ACCIONES A REALIZAR
A: Según el fragmento sobre las hogueras de Almarza, ¿cuántas hogueras arden durante el recorrido de la procesión?
B: Resume en dos oraciones el fragmento sobre las hogueras de Almarza.
C: Reproduce el fragmento sobre las hogueras de Almarza desde "Pero esa misma" hasta "todos los usos.", ambos incluidos, y llama "madera" a lo que allí se llama "leña".

Pero esa misma tarde se ha repetido un rito vigente desde que la memoria de los más
mayores alcanza a recordar. Los hombres han acudido a buscar leña. Antes era de biércol
y la traían desde el pinar, en haces, cargada a la espalda. Ahora la leña es industrial,
pero el efecto será el mismo, y el fuego, además de cumplir su misión, expanderá por
toda Almarza el olor de las hierbas dejadas amorosamente debajo de los tablones: tomillo,
lavanda
Después de formar diez montoñes de leña en el recorrido de la procesión,
a unos cincuenta metros unos de los otros, los hombres merendarán en comunidad unas
buenas latas de sardinas en aceite, el recio pan de Almarza y el vino tinto de donde
llegue, que el vino siempre es vino, y por algo está tan presente en todos los usos.
Cuando la procesión se ha organizado y aparecen por la puerta de la iglesia los tres
pasos, los hombres que han formado los montones de leña van prendiendo fuego a todos
ellos. En menos de media hora arden con furia las diez hogueras y el viento hace temer que
la bravura de las chispas queme algún árbol cercano. Pero eso nunca ha sucedido. El
recorrido es impresionante, sobrecogedor, parece de otro mundo o, al menos, de otra
época. En una de las curvas, gracias al efecto de las dos hogueras que la flanquean, la
pequeña figura de Cristo en la columna se engrandece hasta convertirse en un auténtico
Dios maltratado.

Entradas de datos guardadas
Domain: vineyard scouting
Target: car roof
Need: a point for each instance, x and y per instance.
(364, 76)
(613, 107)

RESULTADOS
A: Arden diez hogueras.

B: Esa tarde los hombres buscan leña, antes de biércol traída del pinar y ahora industrial, forman diez montones a lo largo del recorrido de la procesión y meriendan juntos sardinas en aceite, pan de Almarza y vino tinto. Cuando los tres pasos salen de la iglesia, prenden las hogueras, que arden con furia y hacen el recorrido impresionante, hasta el punto de engrandecer la figura de Cristo en la columna en una de las curvas.

C:
Pero esa misma tarde se ha repetido un rito vigente desde que la memoria de los más
mayores alcanza a recordar. Los hombres han acudido a buscar madera. Antes era de biércol
y la traían desde el pinar, en haces, cargada a la espalda. Ahora la madera es industrial,
pero el efecto será el mismo, y el fuego, además de cumplir su misión, expanderá por
toda Almarza el olor de las hierbas dejadas amorosamente debajo de los tablones: tomillo,
lavanda
Después de formar diez montoñes de madera en el recorrido de la procesión,
a unos cincuenta metros unos de los otros, los hombres merendarán en comunidad unas
buenas latas de sardinas en aceite, el recio pan de Almarza y el vino tinto de donde
llegue, que el vino siempre es vino, y por algo está tan presente en todos los usos.